[Phrase grounding data]
[Start of Attachment]
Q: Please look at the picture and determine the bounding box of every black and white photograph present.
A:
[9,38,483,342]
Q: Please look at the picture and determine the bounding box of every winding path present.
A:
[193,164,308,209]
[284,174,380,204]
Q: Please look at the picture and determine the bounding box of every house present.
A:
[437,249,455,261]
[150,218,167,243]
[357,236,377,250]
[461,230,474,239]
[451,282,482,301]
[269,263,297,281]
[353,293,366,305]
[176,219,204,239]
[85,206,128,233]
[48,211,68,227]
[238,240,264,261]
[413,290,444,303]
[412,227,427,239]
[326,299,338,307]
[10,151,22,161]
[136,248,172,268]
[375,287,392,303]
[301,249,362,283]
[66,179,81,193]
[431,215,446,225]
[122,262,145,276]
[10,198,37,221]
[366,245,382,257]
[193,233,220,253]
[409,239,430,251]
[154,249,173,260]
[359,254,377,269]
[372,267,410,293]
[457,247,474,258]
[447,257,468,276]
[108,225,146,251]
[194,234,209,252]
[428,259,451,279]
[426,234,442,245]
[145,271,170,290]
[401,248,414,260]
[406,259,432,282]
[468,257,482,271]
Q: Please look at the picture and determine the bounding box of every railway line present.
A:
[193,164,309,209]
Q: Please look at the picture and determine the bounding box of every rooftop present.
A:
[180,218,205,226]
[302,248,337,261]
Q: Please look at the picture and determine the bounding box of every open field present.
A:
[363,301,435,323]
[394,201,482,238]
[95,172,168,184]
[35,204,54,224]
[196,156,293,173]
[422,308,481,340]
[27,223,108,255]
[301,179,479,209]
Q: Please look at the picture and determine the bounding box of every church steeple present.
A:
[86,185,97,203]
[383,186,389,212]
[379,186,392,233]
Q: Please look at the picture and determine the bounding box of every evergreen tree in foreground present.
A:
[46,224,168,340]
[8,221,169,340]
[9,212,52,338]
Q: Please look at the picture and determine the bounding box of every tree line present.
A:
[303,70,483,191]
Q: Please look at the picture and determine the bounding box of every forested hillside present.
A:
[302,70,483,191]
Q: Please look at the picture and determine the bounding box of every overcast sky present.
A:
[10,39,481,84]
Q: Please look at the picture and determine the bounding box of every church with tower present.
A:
[End of Attachment]
* **REQUIRED WORK**
Out of the entries, pull every line that mentions "church".

* **YOUR SOLUTION**
Q: Please look at the picture and determine the bounding box of every church steeple present.
Q: Please look at the picture and determine the bounding box of every church with tower present.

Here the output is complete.